▶ INSTRUCTIONS FOR THE TASK: Repeat everything from the line containing "Tag the rope strand" down to the line containing "[[371, 404], [320, 394], [283, 385]]", both included, without changing a character.

(Source records)
----

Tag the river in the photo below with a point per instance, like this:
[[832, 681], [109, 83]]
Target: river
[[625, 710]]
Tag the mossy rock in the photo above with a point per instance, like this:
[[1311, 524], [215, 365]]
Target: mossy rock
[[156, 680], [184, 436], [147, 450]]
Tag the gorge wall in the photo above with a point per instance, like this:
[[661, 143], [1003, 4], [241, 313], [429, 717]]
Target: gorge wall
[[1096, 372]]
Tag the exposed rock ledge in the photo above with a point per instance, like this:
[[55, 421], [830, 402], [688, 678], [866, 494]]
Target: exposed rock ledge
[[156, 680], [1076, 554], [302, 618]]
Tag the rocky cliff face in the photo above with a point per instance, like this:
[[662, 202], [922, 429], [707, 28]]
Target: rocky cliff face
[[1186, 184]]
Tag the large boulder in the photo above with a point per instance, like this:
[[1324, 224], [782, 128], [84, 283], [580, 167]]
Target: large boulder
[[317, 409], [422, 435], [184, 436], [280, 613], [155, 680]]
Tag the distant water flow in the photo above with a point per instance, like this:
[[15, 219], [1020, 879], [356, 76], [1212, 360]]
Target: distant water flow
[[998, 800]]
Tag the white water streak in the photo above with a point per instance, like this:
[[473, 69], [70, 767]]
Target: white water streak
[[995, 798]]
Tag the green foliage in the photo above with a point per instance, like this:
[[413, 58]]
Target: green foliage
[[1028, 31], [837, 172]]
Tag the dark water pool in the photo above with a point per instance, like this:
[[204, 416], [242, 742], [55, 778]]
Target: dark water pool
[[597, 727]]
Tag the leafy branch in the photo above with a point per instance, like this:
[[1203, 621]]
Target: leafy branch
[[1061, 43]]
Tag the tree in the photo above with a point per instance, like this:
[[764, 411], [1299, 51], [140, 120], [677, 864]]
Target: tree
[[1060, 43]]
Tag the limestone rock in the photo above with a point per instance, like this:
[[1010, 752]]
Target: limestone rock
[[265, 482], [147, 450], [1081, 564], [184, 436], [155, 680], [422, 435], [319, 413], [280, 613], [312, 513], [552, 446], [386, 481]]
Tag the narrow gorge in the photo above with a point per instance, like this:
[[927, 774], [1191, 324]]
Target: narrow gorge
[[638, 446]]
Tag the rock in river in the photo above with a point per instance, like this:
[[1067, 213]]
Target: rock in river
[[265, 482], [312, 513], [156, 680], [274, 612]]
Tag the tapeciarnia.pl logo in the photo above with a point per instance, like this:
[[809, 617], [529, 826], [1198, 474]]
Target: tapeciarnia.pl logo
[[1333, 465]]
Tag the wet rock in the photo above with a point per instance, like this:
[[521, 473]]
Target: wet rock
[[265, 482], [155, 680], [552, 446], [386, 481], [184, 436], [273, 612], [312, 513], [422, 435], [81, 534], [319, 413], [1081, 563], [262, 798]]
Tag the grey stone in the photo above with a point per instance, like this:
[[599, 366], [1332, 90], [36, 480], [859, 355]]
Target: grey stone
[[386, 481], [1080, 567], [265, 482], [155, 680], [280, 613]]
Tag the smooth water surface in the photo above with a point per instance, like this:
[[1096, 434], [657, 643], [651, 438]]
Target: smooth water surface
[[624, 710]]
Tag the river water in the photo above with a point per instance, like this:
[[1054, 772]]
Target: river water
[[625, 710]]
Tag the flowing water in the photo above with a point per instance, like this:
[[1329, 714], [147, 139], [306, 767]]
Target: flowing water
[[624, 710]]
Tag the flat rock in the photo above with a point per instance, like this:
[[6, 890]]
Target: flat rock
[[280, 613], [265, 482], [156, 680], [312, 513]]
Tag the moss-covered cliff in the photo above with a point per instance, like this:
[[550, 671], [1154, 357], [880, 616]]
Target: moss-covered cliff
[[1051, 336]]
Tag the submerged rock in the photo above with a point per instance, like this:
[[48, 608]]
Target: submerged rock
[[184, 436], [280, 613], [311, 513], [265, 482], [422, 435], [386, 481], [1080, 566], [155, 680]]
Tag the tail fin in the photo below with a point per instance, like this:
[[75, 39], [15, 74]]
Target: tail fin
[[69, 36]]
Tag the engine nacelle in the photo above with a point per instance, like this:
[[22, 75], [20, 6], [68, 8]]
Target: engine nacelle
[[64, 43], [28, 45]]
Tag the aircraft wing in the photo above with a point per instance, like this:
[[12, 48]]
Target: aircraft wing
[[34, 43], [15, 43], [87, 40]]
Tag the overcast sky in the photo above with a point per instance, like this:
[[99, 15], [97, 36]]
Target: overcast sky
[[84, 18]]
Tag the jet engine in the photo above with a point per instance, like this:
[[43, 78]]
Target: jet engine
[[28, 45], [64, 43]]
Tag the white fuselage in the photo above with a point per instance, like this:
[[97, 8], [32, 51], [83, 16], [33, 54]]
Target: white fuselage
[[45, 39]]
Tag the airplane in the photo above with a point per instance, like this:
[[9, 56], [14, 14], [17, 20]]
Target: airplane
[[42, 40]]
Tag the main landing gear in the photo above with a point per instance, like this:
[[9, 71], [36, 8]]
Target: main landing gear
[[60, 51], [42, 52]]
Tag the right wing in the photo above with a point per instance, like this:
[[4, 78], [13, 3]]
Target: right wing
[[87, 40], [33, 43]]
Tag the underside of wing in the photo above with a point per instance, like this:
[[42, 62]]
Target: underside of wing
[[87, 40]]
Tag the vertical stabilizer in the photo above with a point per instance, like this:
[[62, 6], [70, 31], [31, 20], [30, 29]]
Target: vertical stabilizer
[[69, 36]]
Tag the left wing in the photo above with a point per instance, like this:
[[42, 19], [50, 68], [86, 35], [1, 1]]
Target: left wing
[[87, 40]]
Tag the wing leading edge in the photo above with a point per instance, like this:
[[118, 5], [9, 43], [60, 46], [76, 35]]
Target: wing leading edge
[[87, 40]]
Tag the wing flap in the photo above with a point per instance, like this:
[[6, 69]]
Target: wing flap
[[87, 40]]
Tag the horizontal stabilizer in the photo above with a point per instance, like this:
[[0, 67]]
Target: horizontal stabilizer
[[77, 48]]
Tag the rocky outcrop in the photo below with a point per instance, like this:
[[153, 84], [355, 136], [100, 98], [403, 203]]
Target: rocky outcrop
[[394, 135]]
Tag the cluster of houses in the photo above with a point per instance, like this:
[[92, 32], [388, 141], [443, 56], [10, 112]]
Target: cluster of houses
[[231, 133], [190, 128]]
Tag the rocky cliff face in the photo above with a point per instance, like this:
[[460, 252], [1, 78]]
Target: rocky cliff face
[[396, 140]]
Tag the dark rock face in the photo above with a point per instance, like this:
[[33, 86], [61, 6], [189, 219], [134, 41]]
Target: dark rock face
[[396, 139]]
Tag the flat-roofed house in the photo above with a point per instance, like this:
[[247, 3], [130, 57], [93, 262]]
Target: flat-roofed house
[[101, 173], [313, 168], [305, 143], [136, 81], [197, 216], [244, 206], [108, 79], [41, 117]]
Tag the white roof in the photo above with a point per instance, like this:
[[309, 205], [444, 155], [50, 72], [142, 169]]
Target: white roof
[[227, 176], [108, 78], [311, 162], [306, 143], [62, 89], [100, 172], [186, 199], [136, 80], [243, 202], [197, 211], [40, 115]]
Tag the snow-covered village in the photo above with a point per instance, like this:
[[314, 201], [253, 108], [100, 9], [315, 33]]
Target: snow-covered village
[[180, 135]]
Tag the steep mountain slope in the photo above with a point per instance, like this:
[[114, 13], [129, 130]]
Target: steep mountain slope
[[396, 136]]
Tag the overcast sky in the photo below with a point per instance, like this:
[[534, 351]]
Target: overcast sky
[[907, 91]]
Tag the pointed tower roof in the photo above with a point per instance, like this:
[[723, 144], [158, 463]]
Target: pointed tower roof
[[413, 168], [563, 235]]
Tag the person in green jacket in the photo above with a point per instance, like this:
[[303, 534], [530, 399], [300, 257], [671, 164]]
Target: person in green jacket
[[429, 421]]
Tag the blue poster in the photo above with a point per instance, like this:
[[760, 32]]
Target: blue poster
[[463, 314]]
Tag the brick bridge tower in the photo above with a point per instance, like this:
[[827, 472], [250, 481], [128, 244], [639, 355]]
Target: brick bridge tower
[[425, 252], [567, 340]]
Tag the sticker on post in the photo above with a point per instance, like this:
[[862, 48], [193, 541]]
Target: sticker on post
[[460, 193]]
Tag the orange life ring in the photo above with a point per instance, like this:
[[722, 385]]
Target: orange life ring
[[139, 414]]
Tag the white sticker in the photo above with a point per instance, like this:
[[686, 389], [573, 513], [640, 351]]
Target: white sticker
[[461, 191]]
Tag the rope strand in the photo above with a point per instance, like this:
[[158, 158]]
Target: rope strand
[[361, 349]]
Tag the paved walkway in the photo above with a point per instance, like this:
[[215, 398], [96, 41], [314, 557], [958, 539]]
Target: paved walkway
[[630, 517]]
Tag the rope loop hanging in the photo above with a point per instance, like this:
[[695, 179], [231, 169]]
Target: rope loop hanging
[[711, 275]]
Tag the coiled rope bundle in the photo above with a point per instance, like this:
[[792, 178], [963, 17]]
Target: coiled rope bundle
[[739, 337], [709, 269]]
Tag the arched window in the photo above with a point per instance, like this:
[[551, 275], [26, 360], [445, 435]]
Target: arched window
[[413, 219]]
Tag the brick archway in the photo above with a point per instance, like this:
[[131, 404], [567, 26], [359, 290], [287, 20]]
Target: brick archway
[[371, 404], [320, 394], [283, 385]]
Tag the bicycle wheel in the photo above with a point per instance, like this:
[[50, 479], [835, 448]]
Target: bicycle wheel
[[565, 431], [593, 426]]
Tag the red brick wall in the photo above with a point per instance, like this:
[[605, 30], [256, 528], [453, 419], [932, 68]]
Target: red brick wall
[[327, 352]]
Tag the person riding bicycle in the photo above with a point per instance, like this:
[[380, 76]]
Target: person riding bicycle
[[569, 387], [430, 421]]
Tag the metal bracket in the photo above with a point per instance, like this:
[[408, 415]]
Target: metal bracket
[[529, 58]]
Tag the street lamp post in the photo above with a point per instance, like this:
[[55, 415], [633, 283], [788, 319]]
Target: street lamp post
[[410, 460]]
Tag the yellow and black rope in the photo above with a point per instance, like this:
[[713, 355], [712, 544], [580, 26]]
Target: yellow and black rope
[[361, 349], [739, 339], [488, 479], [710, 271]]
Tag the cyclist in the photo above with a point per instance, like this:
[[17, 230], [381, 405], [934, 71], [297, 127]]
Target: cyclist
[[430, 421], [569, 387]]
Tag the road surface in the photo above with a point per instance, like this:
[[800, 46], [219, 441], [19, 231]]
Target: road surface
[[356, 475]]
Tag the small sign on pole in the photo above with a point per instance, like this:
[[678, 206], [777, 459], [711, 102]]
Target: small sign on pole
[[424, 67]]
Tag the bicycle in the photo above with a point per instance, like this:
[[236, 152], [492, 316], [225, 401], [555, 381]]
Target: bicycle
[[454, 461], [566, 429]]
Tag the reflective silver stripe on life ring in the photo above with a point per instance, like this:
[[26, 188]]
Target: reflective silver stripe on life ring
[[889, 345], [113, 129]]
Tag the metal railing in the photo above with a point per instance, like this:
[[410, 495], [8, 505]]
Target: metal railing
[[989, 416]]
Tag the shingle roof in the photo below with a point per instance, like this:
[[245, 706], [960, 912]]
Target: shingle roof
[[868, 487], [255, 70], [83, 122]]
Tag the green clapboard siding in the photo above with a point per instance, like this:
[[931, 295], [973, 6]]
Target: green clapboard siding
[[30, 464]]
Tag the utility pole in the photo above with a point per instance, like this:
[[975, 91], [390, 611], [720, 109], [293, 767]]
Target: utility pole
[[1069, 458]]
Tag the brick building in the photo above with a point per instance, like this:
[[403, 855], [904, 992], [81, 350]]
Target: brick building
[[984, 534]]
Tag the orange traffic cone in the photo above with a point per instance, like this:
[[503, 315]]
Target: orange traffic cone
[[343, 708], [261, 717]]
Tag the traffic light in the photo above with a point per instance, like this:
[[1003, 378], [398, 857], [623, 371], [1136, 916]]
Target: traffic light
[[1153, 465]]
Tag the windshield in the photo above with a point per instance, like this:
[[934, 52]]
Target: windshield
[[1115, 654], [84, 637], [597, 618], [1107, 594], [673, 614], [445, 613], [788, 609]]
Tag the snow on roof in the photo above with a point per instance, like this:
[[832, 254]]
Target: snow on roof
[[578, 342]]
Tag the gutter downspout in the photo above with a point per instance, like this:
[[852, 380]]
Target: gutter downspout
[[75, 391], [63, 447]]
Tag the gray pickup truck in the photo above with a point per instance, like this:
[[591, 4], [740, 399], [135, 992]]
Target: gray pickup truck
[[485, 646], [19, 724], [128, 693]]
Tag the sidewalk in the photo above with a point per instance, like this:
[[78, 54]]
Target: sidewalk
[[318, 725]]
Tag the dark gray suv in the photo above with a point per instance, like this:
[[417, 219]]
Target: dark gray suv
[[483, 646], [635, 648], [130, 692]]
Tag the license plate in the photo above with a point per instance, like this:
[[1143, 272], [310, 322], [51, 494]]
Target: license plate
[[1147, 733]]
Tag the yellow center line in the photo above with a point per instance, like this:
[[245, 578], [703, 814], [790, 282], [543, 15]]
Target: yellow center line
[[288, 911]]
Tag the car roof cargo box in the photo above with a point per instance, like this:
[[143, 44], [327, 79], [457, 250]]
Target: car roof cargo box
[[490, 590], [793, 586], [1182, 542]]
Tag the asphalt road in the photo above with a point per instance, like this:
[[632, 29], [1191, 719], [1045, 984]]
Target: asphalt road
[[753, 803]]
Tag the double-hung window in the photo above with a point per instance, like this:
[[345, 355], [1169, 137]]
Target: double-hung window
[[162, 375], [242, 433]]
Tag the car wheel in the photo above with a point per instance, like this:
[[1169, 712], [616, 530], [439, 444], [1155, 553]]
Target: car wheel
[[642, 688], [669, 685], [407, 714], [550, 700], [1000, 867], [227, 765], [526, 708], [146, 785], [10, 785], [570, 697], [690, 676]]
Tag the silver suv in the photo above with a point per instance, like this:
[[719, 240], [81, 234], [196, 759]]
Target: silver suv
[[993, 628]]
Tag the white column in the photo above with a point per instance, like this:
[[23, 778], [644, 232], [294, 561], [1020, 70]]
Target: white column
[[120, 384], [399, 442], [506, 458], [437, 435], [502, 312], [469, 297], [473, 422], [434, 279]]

----

▶ COMPLETE RESPONSE:
Tag the rope strand in the photo above with a point per instance, like this:
[[158, 158]]
Target: rope strand
[[361, 349]]
Tag the paved walkway in the photo above with a point per instance, like this:
[[215, 398], [96, 41], [314, 557], [958, 539]]
Target: paved walkway
[[630, 517]]
Tag the rope loop hanging in the photo above with a point per instance, like this:
[[695, 179], [231, 169]]
Target: rope loop hanging
[[711, 275]]
Tag the coiled rope bundle in the photo above with a point per instance, like this:
[[792, 178], [963, 17]]
Target: coiled rope bundle
[[739, 337], [709, 269]]
Tag the arched window in the photo above with a point per instance, like this:
[[551, 275], [26, 360], [445, 435]]
Target: arched window
[[413, 219]]
Tag the brick archway in the photo above with a point per instance, like this:
[[131, 404], [567, 26], [359, 290], [287, 20]]
Target: brick archway
[[371, 404], [320, 394], [283, 385]]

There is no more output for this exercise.